• [PAGE TEXT]
------------------------------------------------------------------------

The position of the observer relative to the projected light signal is also very important for the light signal to be perceived correctly. Therefore, it is very helpful if the position of the observer is also taken into account to modify the projected image.

In some embodiments, the modification of the light signal is based on optical properties of the surface.

"Optical properties" of the surface in the sense of this invention are color, brightness (i. intensity), reflectivity, surface structure.

It is helpful if the optical light signal is modified so that it is easier to perceive by the observer. For example, on a light-colored surface, the light signal should be displayed in a darker color. On a very dark or black surface the optical light signal should be projected in white-color.

In some embodiments, the modification of the light signal is based on data representing environmental conditions.

"Environmental conditions" in the sense of this invention are humidity which can be detected by the rain sensor of the vehicle and the temperature of the surrounding of the vehicle. Other sensory data which is detected from the environment of the vehicle can also be used. An example is the sound of a siren detected with a microphone.

------------------------------------------------------------------------

• [DATA SHOWN]
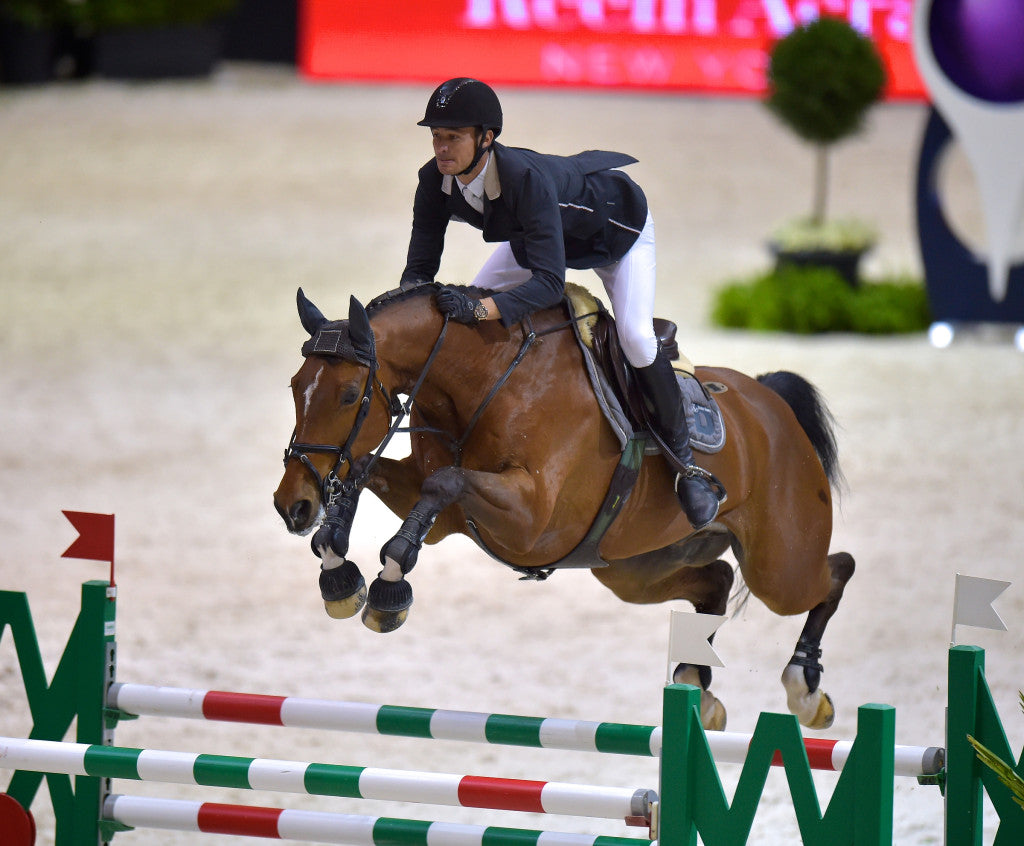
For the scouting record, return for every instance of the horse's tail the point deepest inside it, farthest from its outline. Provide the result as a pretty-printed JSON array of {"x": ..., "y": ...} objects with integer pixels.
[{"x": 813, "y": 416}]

------------------------------------------------------------------------

• [EXERCISES TO COMPLETE]
1 – In the passage on projected light signals, what color should the light signal be projected in on a very dark or black surface?
2 – How would you sum up the passage on projected light signals in two sentences?
3 – Write a continuation of the passage on projected light signals, starting after its last sentence.

• [TASK RESULTS]
1 – White.

2 – The projected light signal can be modified to take into account the observer's position, the optical properties of the surface (color, brightness, reflectivity and surface structure), and environmental conditions. For example, a darker signal suits a light-colored surface and a white one suits a very dark surface, while environmental data can include humidity from the vehicle's rain sensor, the surrounding temperature, or a siren detected with a microphone.

3 –
It is helpful to determine environmental conditions like rain or freezing temperatures and use data on these environmental conditions in order to modify the signal accordingly. A black surface of the road can exhibit mirror like reflection when it is wet with rain or covered by a few millimeters of water. It is helpful if this mirror like property of the surface is taken into account for the modification of the optical light signal.

In some embodiments, the determination of the position of the observer comprises determining a position of a headbox or an eye position of the observer.

Cameras and lidar or radar sensors can be used in order to determine the position of a headbox or the eye position of the observer. To determine the eye position, the method of eye tracking is often used. Using data on the position of the headbox or the eye position of the observer will allow the calculation of the modification to become more precise.

In some embodiments, the modification of the light signal is based on the presence of an obstruction.

An "obstruction" in the sense of the invention is an object which is preventing the observer from perceiving the optical light signal correctly if it is blocking the line of sight. A wall for example may obstruct the view of the observer or result in a distorted image when the image is supposed to be projected on the surface of the ground on which the vehicle is standing.

It is helpful to take obstructions like walls into account and modify the optical light signal accordingly so that it can be better perceived by the observer without being blocked or distorted.

A second aspect of the present invention is a computer program comprising instructions which, when the program is executed by a computer, cause the computer to carry out the method according to the first aspect or any of its embodiments.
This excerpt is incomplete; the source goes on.